SET OF TASKS
(a) In the Simple Linear Image Classifier text, what result does the dot product of the average of the "4"s with a single image lead us to expect?
(b) Retype everything in the Simple Linear Image Classifier text from "If we form the" down to "take a look.".

SUPPLIED PASSAGE
Simple Linear Image Classifier

How about computing the average of all the "8"s, of all the "4"s, etc.? Let's see what we get.

If we form the dot product of the average of the "4"s with a single image, we might expect that dot product to be large if the image is a 4 and smaller if it isn't a 4. Let's take a look.

In [2]:
from glob import glob
from PIL import Image
from numpy import *
import matplotlib.pyplot as pl
import os
%pylab inline

# we will compute the mean character of the images for each class
imagefolder = 'mean_character_images/'
if not os.path.exists(imagefolder): 
    os.makedirs(imagefolder)


allpngs = glob('pngs/*.png')# set of all pictures names

# exctracts label for a given picture
def get_class(png): return png[-6:-4]

# list of character classes
classes = list(set([get_class(png) for png in allpngs]))
print(classes)

DATASET EXTRACT
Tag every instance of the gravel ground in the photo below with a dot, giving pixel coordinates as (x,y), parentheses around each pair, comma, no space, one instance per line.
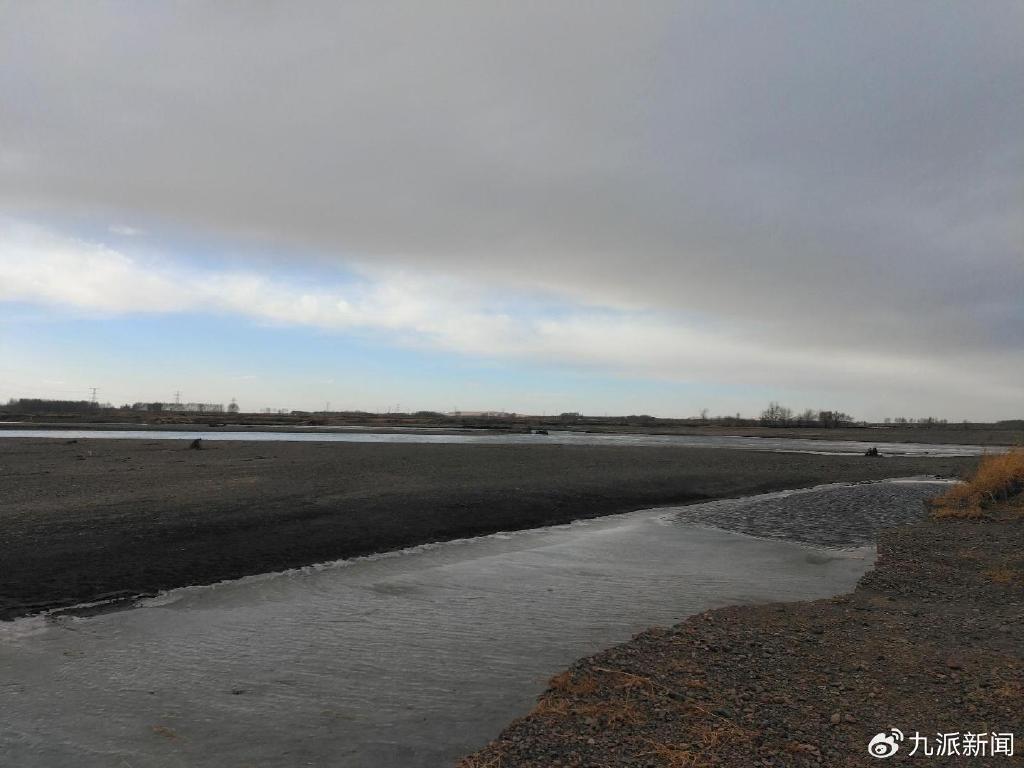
(828,516)
(932,641)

ANSWERS FOR THE TASKS
(a) We would expect the dot product to be large if the image is a 4 and smaller if it isn't a 4.

(b)
If we form the dot product of the average of the "4"s with a single image, we might expect that dot product to be large if the image is a 4 and smaller if it isn't a 4. Let's take a look.